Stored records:

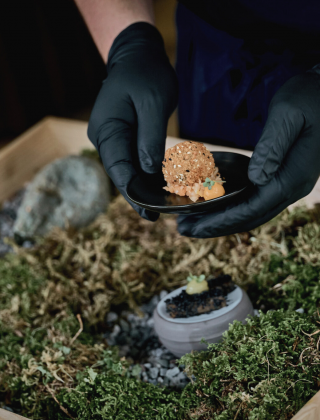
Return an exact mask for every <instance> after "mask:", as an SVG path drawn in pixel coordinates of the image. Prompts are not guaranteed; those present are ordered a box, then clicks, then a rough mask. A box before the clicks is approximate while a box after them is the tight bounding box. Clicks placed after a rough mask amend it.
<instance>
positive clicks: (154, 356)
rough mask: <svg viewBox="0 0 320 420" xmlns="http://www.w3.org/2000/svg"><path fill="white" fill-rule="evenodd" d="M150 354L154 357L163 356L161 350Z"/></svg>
mask: <svg viewBox="0 0 320 420" xmlns="http://www.w3.org/2000/svg"><path fill="white" fill-rule="evenodd" d="M151 354H152V356H154V357H161V356H162V354H163V350H162V349H161V348H158V349H154V350H151Z"/></svg>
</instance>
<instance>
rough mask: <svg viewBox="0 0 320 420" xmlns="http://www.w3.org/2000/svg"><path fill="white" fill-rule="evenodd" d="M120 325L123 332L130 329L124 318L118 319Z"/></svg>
mask: <svg viewBox="0 0 320 420" xmlns="http://www.w3.org/2000/svg"><path fill="white" fill-rule="evenodd" d="M120 327H121V329H122V330H123V331H125V332H129V331H130V325H129V324H128V323H127V321H125V320H124V319H120Z"/></svg>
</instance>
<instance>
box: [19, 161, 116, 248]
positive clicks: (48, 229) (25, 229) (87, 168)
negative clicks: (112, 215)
mask: <svg viewBox="0 0 320 420" xmlns="http://www.w3.org/2000/svg"><path fill="white" fill-rule="evenodd" d="M110 191H111V190H110V184H109V179H108V177H107V175H106V173H105V171H104V169H103V167H102V165H101V164H100V163H99V162H97V161H95V160H94V159H90V158H88V157H84V156H67V157H63V158H61V159H57V160H55V161H54V162H52V163H49V164H48V165H46V166H45V167H44V168H43V169H42V170H40V171H39V172H38V173H37V175H36V176H35V177H34V179H33V181H32V182H30V184H29V185H28V186H27V190H26V192H25V195H24V197H23V201H22V204H21V206H20V207H19V210H18V213H17V219H16V221H15V223H14V234H15V235H16V237H17V238H19V239H20V241H23V240H27V239H29V238H33V237H34V236H43V235H45V234H46V233H47V232H49V231H50V230H51V229H52V228H53V227H56V226H57V227H60V228H62V229H64V228H65V226H66V225H69V226H72V227H74V228H80V227H84V226H88V224H89V223H91V222H92V221H93V220H95V218H96V217H97V215H98V214H100V213H104V212H105V211H106V208H107V206H108V204H109V202H110V199H111V196H110Z"/></svg>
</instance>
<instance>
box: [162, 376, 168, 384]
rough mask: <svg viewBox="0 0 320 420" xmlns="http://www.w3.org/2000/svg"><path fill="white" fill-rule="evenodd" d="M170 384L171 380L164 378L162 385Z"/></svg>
mask: <svg viewBox="0 0 320 420" xmlns="http://www.w3.org/2000/svg"><path fill="white" fill-rule="evenodd" d="M169 383H170V379H169V378H168V377H167V376H166V377H164V378H163V382H162V385H163V386H168V385H169Z"/></svg>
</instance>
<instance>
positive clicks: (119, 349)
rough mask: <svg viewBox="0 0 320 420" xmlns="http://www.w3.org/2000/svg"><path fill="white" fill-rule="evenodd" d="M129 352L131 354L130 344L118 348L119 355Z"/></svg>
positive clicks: (120, 355) (124, 353)
mask: <svg viewBox="0 0 320 420" xmlns="http://www.w3.org/2000/svg"><path fill="white" fill-rule="evenodd" d="M130 354H131V348H130V346H128V345H125V346H121V347H120V348H119V356H120V357H123V356H127V355H130Z"/></svg>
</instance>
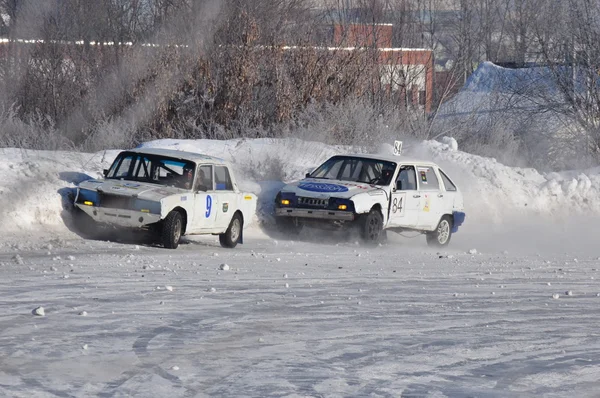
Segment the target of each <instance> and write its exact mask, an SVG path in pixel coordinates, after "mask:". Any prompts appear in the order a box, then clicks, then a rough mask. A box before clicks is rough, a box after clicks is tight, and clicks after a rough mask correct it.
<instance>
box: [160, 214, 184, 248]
mask: <svg viewBox="0 0 600 398" xmlns="http://www.w3.org/2000/svg"><path fill="white" fill-rule="evenodd" d="M182 230H183V218H182V217H181V213H179V212H178V211H175V210H173V211H171V212H170V213H169V214H168V215H167V217H166V218H165V220H164V221H163V226H162V231H161V239H162V244H163V246H164V247H165V248H167V249H177V246H179V240H180V239H181V232H182Z"/></svg>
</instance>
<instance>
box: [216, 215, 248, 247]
mask: <svg viewBox="0 0 600 398" xmlns="http://www.w3.org/2000/svg"><path fill="white" fill-rule="evenodd" d="M243 227H244V223H243V221H242V217H241V216H240V215H239V213H235V214H234V215H233V218H232V219H231V222H230V223H229V227H228V228H227V231H225V233H222V234H220V235H219V243H221V246H223V247H226V248H230V249H231V248H234V247H236V246H237V244H238V242H239V241H240V238H241V236H242V228H243Z"/></svg>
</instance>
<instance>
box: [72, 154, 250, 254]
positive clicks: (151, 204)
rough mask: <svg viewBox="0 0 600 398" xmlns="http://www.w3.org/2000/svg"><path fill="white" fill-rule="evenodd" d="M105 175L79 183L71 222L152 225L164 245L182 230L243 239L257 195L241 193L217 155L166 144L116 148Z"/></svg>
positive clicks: (219, 239)
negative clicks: (122, 149) (200, 153)
mask: <svg viewBox="0 0 600 398" xmlns="http://www.w3.org/2000/svg"><path fill="white" fill-rule="evenodd" d="M104 175H105V179H104V180H88V181H84V182H82V183H80V184H79V186H78V188H77V195H76V197H75V203H74V204H75V207H76V208H77V209H78V210H79V211H78V212H77V213H76V217H75V221H76V226H77V227H78V229H80V230H81V231H83V232H93V231H95V230H96V228H97V227H98V225H97V224H108V225H112V226H116V227H125V228H144V229H149V230H151V231H152V232H153V233H154V235H155V236H156V237H158V238H160V241H161V242H162V244H163V245H164V247H166V248H170V249H175V248H177V246H178V245H179V240H180V238H181V236H182V235H192V234H213V235H219V241H220V243H221V245H222V246H223V247H235V246H236V245H237V244H238V243H242V231H243V228H244V227H245V226H247V225H248V224H250V222H251V221H252V217H253V215H254V214H255V210H256V199H257V198H256V196H255V195H253V194H251V193H248V192H241V191H240V190H239V188H238V186H237V183H236V181H235V178H234V176H233V174H232V173H231V167H230V166H229V164H228V163H227V162H225V161H224V160H222V159H218V158H214V157H210V156H206V155H201V154H197V153H190V152H183V151H174V150H165V149H133V150H129V151H123V152H121V153H120V154H119V155H118V156H117V157H116V159H115V160H114V162H113V163H112V166H111V167H110V169H108V170H104Z"/></svg>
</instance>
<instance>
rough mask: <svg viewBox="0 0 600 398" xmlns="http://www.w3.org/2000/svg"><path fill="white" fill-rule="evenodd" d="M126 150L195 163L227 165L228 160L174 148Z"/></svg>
mask: <svg viewBox="0 0 600 398" xmlns="http://www.w3.org/2000/svg"><path fill="white" fill-rule="evenodd" d="M126 152H134V153H143V154H147V155H159V156H167V157H170V158H175V159H183V160H189V161H192V162H196V163H206V162H208V163H215V164H224V165H227V164H228V162H227V161H225V160H224V159H221V158H217V157H214V156H208V155H204V154H202V153H196V152H186V151H178V150H175V149H162V148H135V149H128V150H127V151H126Z"/></svg>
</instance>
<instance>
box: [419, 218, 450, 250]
mask: <svg viewBox="0 0 600 398" xmlns="http://www.w3.org/2000/svg"><path fill="white" fill-rule="evenodd" d="M451 238H452V219H451V218H450V216H444V217H442V219H441V220H440V222H439V223H438V226H437V227H436V229H435V231H432V232H428V233H427V234H426V235H425V239H427V244H428V245H429V246H435V247H443V246H447V245H448V243H450V239H451Z"/></svg>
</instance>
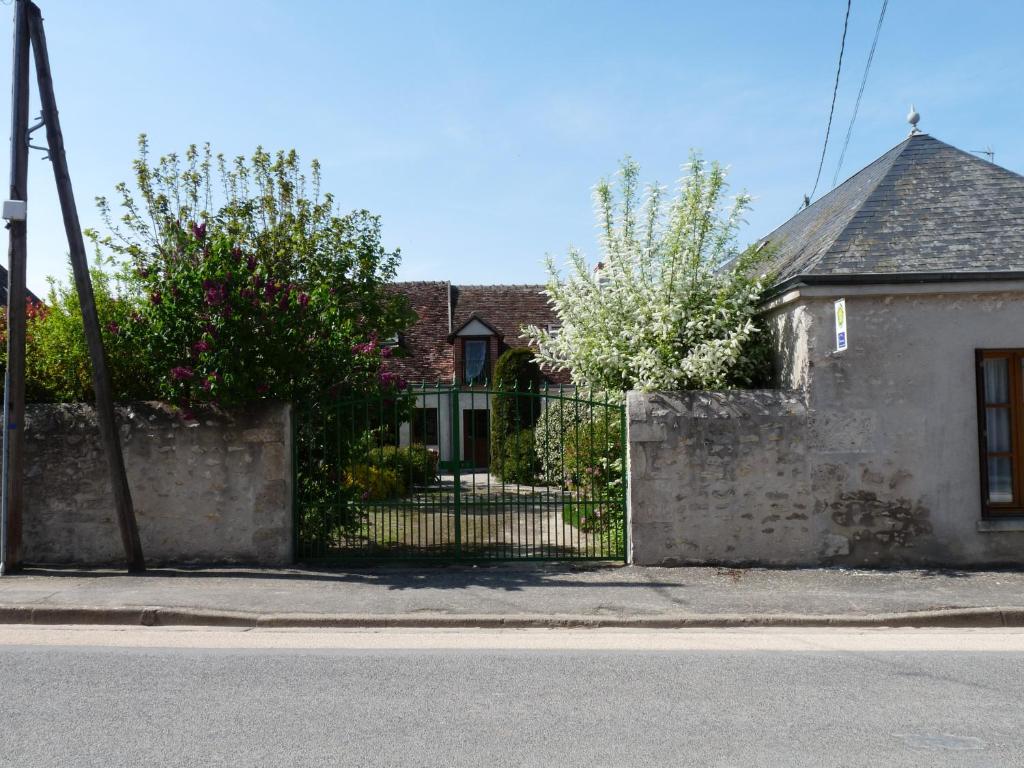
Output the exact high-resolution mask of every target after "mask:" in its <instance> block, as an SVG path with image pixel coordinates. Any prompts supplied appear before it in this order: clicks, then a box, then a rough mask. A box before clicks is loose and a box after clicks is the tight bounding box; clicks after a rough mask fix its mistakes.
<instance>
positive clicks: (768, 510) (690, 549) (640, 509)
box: [627, 390, 819, 565]
mask: <svg viewBox="0 0 1024 768" xmlns="http://www.w3.org/2000/svg"><path fill="white" fill-rule="evenodd" d="M627 410H628V438H629V477H630V485H629V524H630V548H631V557H632V562H634V563H635V564H638V565H683V564H696V563H776V564H796V563H807V562H808V561H809V560H813V559H814V557H813V555H812V554H811V553H816V552H817V551H818V550H819V546H818V543H817V542H816V541H815V539H816V532H815V530H814V526H813V522H812V520H811V519H810V518H811V516H812V514H813V503H812V502H811V501H810V499H811V482H810V472H809V468H808V456H807V442H808V440H807V420H808V419H807V408H806V404H805V402H804V397H803V394H802V393H800V392H784V391H776V390H749V391H730V392H675V393H668V392H658V393H652V394H642V393H639V392H630V394H629V398H628V406H627Z"/></svg>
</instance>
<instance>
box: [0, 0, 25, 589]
mask: <svg viewBox="0 0 1024 768" xmlns="http://www.w3.org/2000/svg"><path fill="white" fill-rule="evenodd" d="M28 181H29V16H28V0H17V2H16V3H15V5H14V62H13V85H12V87H11V114H10V200H12V201H22V202H27V201H28V197H29V189H28V186H29V183H28ZM7 229H8V230H9V233H10V234H9V237H10V243H9V246H8V257H7V259H8V260H7V266H8V273H7V373H6V381H5V385H4V402H3V464H2V468H3V472H2V474H3V480H2V489H0V495H2V496H0V572H6V571H11V570H16V569H17V568H18V567H19V566H20V564H22V517H23V512H24V509H25V453H24V451H25V334H26V303H25V302H26V288H25V280H26V278H25V275H26V260H27V255H28V246H27V228H26V221H25V219H24V218H23V219H22V220H11V221H9V222H8V223H7Z"/></svg>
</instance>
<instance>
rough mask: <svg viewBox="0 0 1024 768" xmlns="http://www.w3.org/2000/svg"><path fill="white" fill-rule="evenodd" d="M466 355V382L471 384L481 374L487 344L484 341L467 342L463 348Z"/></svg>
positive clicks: (480, 374) (468, 341)
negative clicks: (463, 347) (470, 383)
mask: <svg viewBox="0 0 1024 768" xmlns="http://www.w3.org/2000/svg"><path fill="white" fill-rule="evenodd" d="M465 355H466V381H467V382H472V381H475V380H476V379H479V378H481V376H482V374H483V362H484V359H485V358H486V356H487V343H486V342H485V341H467V342H466V346H465Z"/></svg>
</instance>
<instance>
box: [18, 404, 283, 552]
mask: <svg viewBox="0 0 1024 768" xmlns="http://www.w3.org/2000/svg"><path fill="white" fill-rule="evenodd" d="M117 416H118V422H119V426H120V433H121V441H122V445H123V449H124V455H125V467H126V470H127V473H128V482H129V485H130V487H131V493H132V499H133V501H134V504H135V515H136V518H137V520H138V528H139V536H140V537H141V540H142V549H143V552H144V554H145V557H146V561H147V562H150V563H188V562H204V563H217V562H247V563H259V564H264V565H282V564H287V563H290V562H292V482H293V478H292V444H291V441H292V434H291V408H290V407H289V406H287V404H284V403H280V402H260V403H257V404H254V406H252V407H251V408H249V409H247V410H244V411H236V412H232V413H230V414H227V415H215V414H210V413H206V414H199V415H198V419H197V420H195V421H188V422H185V421H182V420H181V419H180V418H179V416H177V415H175V414H173V413H172V412H171V411H170V410H169V409H168V408H167V407H165V406H162V404H160V403H154V402H137V403H132V404H130V406H122V407H119V408H118V414H117ZM26 426H27V431H26V459H27V476H26V510H25V532H24V549H23V552H24V558H25V561H26V562H30V563H80V564H89V565H98V564H113V563H120V562H123V560H124V550H123V548H122V545H121V538H120V535H119V532H118V525H117V520H116V517H115V512H114V500H113V494H112V492H111V484H110V475H109V473H108V468H106V460H105V456H104V454H103V450H102V445H101V443H100V441H99V434H98V430H97V427H96V420H95V412H94V410H93V409H92V408H91V407H89V406H85V404H78V403H76V404H48V406H30V407H29V408H28V414H27V425H26Z"/></svg>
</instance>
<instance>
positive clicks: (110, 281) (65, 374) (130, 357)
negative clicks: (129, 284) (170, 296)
mask: <svg viewBox="0 0 1024 768" xmlns="http://www.w3.org/2000/svg"><path fill="white" fill-rule="evenodd" d="M91 273H92V291H93V297H94V299H95V303H96V313H97V315H98V317H99V329H100V334H101V335H102V338H103V347H104V350H105V353H106V362H108V369H109V370H110V373H111V384H112V387H113V390H114V393H115V396H116V397H118V398H119V399H139V398H145V397H152V396H153V392H154V389H155V386H156V382H155V378H154V376H153V373H152V370H151V368H150V366H148V365H147V364H146V361H145V359H144V357H143V356H142V355H141V354H140V344H139V336H138V324H137V318H138V314H137V312H136V311H135V307H136V302H135V301H134V300H133V299H132V297H131V296H130V294H129V291H128V288H127V287H126V286H125V285H124V284H122V283H121V282H119V281H118V280H117V278H115V276H114V275H112V274H110V273H109V272H105V271H103V269H102V267H101V265H99V264H97V265H96V266H94V267H93V268H92V270H91ZM72 282H73V281H72V279H71V278H70V276H69V280H68V283H67V284H62V285H61V284H58V283H57V282H56V281H54V280H51V281H50V290H49V292H48V294H47V296H46V299H45V301H44V302H43V303H41V304H38V305H30V307H29V311H28V317H27V327H26V382H25V385H26V397H27V399H28V400H29V401H32V402H75V401H83V400H84V401H90V400H93V399H94V397H95V395H94V393H93V389H92V364H91V361H90V359H89V353H88V348H87V346H86V342H85V329H84V327H83V324H82V310H81V308H80V306H79V300H78V293H77V292H76V291H75V289H74V287H71V286H72ZM5 341H6V339H4V343H0V361H2V365H0V375H2V369H5V368H6V353H7V347H6V343H5Z"/></svg>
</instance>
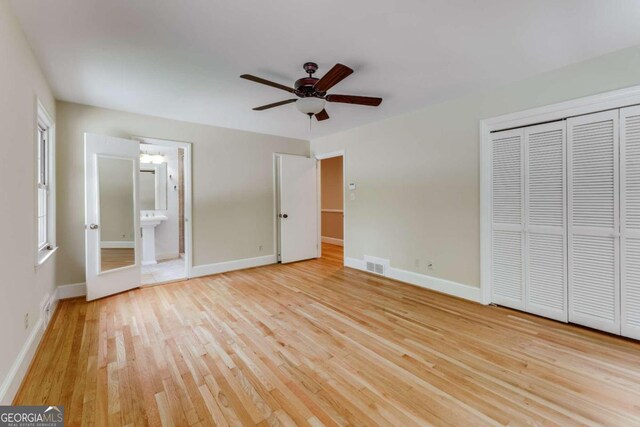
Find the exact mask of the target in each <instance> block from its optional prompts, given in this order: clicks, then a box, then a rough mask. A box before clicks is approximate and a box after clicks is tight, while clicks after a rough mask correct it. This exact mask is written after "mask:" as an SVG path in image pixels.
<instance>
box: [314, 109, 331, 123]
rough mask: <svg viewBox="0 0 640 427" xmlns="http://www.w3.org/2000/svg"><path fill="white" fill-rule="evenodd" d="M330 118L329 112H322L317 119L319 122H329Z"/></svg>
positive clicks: (316, 114)
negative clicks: (321, 121) (329, 116)
mask: <svg viewBox="0 0 640 427" xmlns="http://www.w3.org/2000/svg"><path fill="white" fill-rule="evenodd" d="M328 118H329V113H327V110H322V111H320V112H319V113H318V114H316V119H318V121H319V122H321V121H323V120H327V119H328Z"/></svg>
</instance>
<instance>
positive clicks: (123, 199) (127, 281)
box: [84, 133, 140, 301]
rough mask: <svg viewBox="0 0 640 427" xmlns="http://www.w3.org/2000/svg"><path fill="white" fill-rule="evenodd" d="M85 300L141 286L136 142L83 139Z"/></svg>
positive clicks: (104, 136) (139, 167)
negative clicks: (84, 179) (84, 248)
mask: <svg viewBox="0 0 640 427" xmlns="http://www.w3.org/2000/svg"><path fill="white" fill-rule="evenodd" d="M84 144H85V203H86V205H85V229H86V231H85V236H86V237H85V242H86V277H87V300H89V301H90V300H94V299H96V298H102V297H105V296H107V295H113V294H116V293H119V292H123V291H126V290H129V289H133V288H136V287H138V286H140V211H139V208H138V206H139V195H138V176H139V170H140V148H139V143H138V142H137V141H131V140H127V139H121V138H113V137H109V136H103V135H95V134H90V133H86V134H85V136H84Z"/></svg>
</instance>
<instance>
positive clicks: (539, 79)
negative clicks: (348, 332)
mask: <svg viewBox="0 0 640 427" xmlns="http://www.w3.org/2000/svg"><path fill="white" fill-rule="evenodd" d="M637 84H640V48H638V47H633V48H629V49H625V50H622V51H618V52H614V53H612V54H609V55H605V56H601V57H598V58H595V59H593V60H590V61H586V62H583V63H580V64H575V65H572V66H569V67H565V68H562V69H559V70H556V71H552V72H549V73H545V74H542V75H539V76H537V77H534V78H530V79H527V80H524V81H521V82H517V83H514V84H511V85H509V86H506V87H503V88H501V89H498V90H494V91H491V92H488V93H479V94H470V95H468V96H465V97H463V98H459V99H456V100H453V101H450V102H445V103H441V104H437V105H434V106H431V107H428V108H424V109H421V110H418V111H414V112H411V113H408V114H405V115H402V116H398V117H394V118H390V119H386V120H383V121H379V122H375V123H372V124H369V125H366V126H362V127H359V128H355V129H351V130H348V131H345V132H341V133H338V134H335V135H331V136H327V137H324V138H319V139H316V140H313V141H312V151H313V152H315V153H316V154H320V153H327V152H332V151H336V150H342V149H344V150H345V151H346V159H345V161H346V162H347V163H346V174H347V175H346V181H347V182H348V183H350V182H353V183H356V184H357V190H356V191H355V197H356V199H355V200H350V196H349V194H347V197H346V200H347V202H346V203H347V216H346V230H345V233H346V242H347V245H348V246H347V247H346V248H345V256H346V257H351V258H356V259H362V258H363V256H364V255H371V256H377V257H381V258H386V259H390V260H391V266H392V267H396V268H399V269H403V270H408V271H412V272H417V273H422V274H426V275H429V276H434V277H437V278H441V279H447V280H450V281H453V282H457V283H461V284H467V285H472V286H479V282H480V252H479V246H480V227H479V221H480V220H479V218H480V213H479V212H480V206H479V200H480V195H479V186H480V184H479V182H480V181H479V134H478V129H479V120H480V119H483V118H488V117H494V116H498V115H501V114H506V113H509V112H515V111H521V110H525V109H529V108H533V107H537V106H542V105H547V104H552V103H556V102H560V101H564V100H569V99H574V98H579V97H582V96H587V95H592V94H596V93H599V92H604V91H609V90H614V89H619V88H622V87H626V86H631V85H637ZM383 105H384V104H383ZM354 108H355V107H354ZM416 259H417V260H418V261H417V262H416ZM428 261H433V266H434V268H433V270H432V271H428V270H427V262H428Z"/></svg>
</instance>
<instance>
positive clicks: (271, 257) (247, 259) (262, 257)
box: [191, 255, 278, 277]
mask: <svg viewBox="0 0 640 427" xmlns="http://www.w3.org/2000/svg"><path fill="white" fill-rule="evenodd" d="M277 262H278V257H277V256H276V255H266V256H261V257H255V258H245V259H238V260H233V261H226V262H218V263H215V264H205V265H194V266H193V267H192V268H191V277H202V276H210V275H212V274H218V273H225V272H227V271H233V270H242V269H245V268H251V267H260V266H262V265H269V264H275V263H277Z"/></svg>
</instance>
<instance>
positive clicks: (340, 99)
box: [240, 62, 382, 121]
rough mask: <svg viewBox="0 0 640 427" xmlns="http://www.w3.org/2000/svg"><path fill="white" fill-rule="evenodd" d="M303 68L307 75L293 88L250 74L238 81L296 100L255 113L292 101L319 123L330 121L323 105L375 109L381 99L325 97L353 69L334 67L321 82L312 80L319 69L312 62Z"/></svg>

**AIM OF THE EXERCISE:** Find the lines in the records that include the string "this", and reply with how many there are, nothing more.

**WRITTEN SOLUTION:** 2